**TEXT SHOWN:**

There is another way to support high I/O concurrency though: multi-threading, with 1 thread per connection. Multi-threaded systems generally do not support as much concurrent I/O as evented system, but are still quite formidable. Multi-threaded systems are limited by things such as the thread stack size, the available virtual memory address space and the quality of the kernel scheduler. But with the right tweaking they can approach the scalability of evented systems.

And so this leaves multithreaded servers as the only serious options for handling streaming support in Rails apps. It’s very easy to make Rails and most other apps work on them. Puma has recently appeared as a server in this category. Like most other Ruby application servers, you have to start Puma at least once for every web app, and each Puma instance is to be attached to a frontend web server in a reverse proxy setup. Because Ruby 1.9 has a Global Interpreter Lock, you should start more than 1 Puma process if you want to take advantage of multiple cores. Or you can use Rubinius, which does not have a Global Interpreter Lock.

(Records)
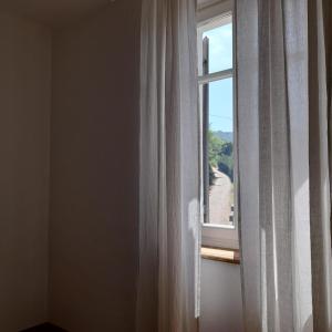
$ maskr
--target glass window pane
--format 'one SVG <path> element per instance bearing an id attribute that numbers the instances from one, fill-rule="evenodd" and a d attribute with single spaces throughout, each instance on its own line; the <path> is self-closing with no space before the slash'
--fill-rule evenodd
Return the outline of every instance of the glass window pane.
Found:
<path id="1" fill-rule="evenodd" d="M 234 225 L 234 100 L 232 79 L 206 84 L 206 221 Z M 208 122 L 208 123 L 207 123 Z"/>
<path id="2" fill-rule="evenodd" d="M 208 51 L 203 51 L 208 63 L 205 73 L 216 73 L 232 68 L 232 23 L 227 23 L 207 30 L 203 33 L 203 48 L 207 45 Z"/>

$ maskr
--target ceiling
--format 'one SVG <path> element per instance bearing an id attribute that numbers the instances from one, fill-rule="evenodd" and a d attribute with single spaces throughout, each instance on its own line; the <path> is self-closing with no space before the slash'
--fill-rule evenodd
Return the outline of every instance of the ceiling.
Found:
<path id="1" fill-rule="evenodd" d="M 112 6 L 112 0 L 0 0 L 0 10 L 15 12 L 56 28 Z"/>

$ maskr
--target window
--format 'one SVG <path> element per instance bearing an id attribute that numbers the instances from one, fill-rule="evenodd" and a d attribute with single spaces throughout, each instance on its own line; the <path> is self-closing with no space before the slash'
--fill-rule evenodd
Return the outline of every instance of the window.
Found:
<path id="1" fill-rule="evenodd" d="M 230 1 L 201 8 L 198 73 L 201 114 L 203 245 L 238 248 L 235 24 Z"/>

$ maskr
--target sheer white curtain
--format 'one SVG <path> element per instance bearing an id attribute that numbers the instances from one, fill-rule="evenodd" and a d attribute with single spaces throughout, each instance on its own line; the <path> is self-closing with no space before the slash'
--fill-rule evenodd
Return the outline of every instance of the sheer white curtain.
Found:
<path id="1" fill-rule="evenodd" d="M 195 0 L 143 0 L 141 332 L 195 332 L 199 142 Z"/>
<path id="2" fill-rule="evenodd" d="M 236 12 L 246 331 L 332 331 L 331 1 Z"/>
==
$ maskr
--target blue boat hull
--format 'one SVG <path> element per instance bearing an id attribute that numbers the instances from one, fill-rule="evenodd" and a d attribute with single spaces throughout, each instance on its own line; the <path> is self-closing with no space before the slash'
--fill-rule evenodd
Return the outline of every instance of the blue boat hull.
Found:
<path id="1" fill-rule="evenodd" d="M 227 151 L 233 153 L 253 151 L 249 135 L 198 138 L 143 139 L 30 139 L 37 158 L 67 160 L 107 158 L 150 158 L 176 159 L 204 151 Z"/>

**JOB 1:**
Name every factor that the text on I/O concurrency says limits multi-threaded systems.
**JOB 2:**
In the text on I/O concurrency, what is named as an option without a Global Interpreter Lock?
**JOB 3:**
Reproduce word for word a portion of the text on I/O concurrency. Begin at the words "There is another" and stop after "of evented systems.".

**FULL ANSWER 1:**
- Thread stack size
- Available virtual memory address space
- Quality of the kernel scheduler

**FULL ANSWER 2:**
Rubinius

**FULL ANSWER 3:**
There is another way to support high I/O concurrency though: multi-threading, with 1 thread per connection. Multi-threaded systems generally do not support as much concurrent I/O as evented system, but are still quite formidable. Multi-threaded systems are limited by things such as the thread stack size, the available virtual memory address space and the quality of the kernel scheduler. But with the right tweaking they can approach the scalability of evented systems.